- WHAT IS EXPECTED
Could you give back the rows starting at the line containing "TARGET = white cap" and ending at the last row, with "swim trunks" swapped for "board shorts" and everything else left as it is?

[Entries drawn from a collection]
/---
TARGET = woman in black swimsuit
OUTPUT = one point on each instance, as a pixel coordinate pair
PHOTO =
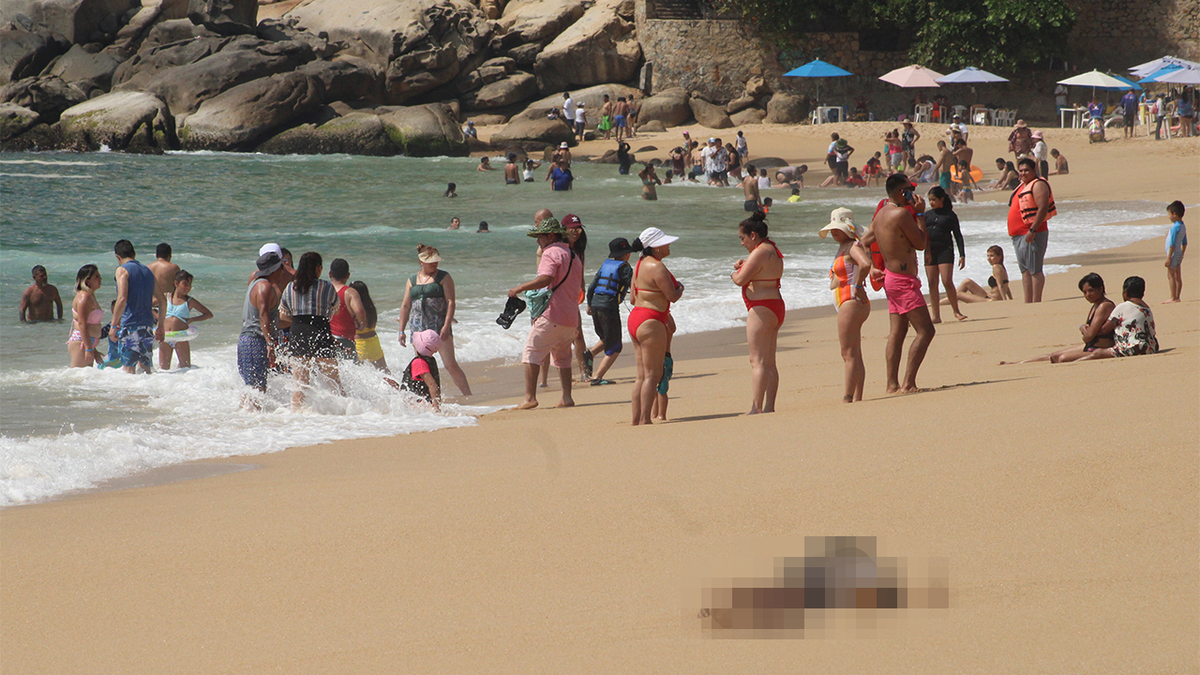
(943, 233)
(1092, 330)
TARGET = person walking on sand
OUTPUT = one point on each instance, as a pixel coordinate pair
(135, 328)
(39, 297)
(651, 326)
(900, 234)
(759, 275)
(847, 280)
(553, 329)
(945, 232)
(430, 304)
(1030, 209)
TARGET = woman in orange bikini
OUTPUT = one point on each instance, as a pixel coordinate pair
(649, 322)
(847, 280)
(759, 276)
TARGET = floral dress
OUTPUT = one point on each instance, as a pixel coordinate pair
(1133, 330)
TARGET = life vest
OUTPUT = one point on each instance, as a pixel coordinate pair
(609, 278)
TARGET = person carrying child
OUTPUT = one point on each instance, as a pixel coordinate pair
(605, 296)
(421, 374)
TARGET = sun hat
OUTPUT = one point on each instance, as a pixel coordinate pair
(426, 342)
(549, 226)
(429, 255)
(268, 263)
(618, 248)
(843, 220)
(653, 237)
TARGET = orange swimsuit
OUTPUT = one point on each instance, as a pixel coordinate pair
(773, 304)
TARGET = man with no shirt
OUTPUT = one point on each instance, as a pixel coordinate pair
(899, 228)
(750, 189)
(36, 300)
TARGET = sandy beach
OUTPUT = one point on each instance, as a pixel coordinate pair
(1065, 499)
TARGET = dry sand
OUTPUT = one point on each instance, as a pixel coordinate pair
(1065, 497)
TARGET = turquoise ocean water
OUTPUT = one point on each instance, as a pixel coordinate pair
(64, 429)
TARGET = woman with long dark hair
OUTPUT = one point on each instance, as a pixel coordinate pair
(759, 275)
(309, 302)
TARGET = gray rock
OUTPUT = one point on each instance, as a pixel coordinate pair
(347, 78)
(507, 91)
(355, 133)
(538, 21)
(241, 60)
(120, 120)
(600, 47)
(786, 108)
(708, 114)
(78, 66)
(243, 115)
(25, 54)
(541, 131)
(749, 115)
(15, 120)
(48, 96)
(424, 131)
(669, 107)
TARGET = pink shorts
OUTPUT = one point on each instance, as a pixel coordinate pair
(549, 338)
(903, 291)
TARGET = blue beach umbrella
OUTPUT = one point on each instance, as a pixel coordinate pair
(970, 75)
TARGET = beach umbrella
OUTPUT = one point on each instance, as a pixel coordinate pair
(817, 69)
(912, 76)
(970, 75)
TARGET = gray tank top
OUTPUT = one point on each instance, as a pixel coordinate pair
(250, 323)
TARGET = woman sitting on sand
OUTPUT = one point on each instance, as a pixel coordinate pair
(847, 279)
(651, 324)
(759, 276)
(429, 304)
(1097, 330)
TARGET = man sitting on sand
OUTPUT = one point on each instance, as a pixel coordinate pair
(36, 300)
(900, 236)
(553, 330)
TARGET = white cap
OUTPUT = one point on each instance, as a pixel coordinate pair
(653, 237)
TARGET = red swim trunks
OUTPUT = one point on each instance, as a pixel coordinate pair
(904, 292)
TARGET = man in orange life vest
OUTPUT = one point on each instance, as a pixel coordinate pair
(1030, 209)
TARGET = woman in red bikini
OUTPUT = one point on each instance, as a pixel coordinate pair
\---
- EXERCISE SOLUTION
TARGET = white cap
OUTPUT = one point on each instance, as a pixel coordinate pair
(653, 237)
TARGET = red board shorts
OUTPUT = one point on each instance, as a pixel coordinate pair
(904, 292)
TARGET = man in orange life vest
OUTPUT = one point on each instance, as a pixel coordinate pair
(1030, 209)
TARGET = woman in red bikini
OUTPUT = one point on each instance, as a pixel coordinate pair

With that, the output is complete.